(Stored data entries)
--------------------------------------------------

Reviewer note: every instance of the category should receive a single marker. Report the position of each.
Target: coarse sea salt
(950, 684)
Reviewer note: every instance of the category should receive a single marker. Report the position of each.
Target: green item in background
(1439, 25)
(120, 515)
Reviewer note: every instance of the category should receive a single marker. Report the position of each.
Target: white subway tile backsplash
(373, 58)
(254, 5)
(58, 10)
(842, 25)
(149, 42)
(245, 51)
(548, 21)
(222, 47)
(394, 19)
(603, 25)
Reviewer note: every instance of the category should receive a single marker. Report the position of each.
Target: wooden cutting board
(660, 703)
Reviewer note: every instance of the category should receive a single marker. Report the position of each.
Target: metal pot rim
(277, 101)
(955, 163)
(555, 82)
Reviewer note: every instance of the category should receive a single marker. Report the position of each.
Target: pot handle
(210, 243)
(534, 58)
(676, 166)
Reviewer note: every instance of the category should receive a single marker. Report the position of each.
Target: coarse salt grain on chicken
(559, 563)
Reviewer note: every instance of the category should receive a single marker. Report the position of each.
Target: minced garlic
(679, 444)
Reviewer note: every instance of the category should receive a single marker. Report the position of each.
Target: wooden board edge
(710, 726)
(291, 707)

--------------------------------------------------

▸ **Exercise objective**
Copy out all of the records shown above exactly.

▸ **Written solution**
Reviewer note: every instance of the category should receive a single marker. Report the position of each.
Target: coarse sea salt
(950, 684)
Reviewer note: every instance of the category should receive a single marker. Report the position of each.
Target: green item in background
(1439, 25)
(120, 515)
Reviewer note: every instance of the category should receive a single marker. Report the position of each.
Target: white subway tile backsplash
(373, 58)
(254, 5)
(58, 10)
(842, 25)
(149, 42)
(245, 51)
(548, 21)
(222, 47)
(394, 19)
(603, 25)
Reviewer note: every instance of the category should receive a single marker. Report the position of each.
Target: wooden cutting board
(660, 703)
Reviewer note: every instance of the category should receive a single marker. Report the position of each.
Target: metal pot rim
(277, 101)
(955, 163)
(555, 82)
Reviewer note: every instance of the category should receive a single marker. Report the position of each.
Target: pot handle
(210, 243)
(534, 58)
(676, 166)
Reviewer note: every instance of the category should receive a single marker. Report the position of each.
Target: coarse salt grain on chicken
(559, 563)
Reviewer note: every instance of the category should receive a single marker. Report the position of each.
Target: minced garlic
(679, 444)
Reviewer note: every instance of the category should receive a single marker. Report the position of each.
Target: wooden board edge
(710, 726)
(291, 707)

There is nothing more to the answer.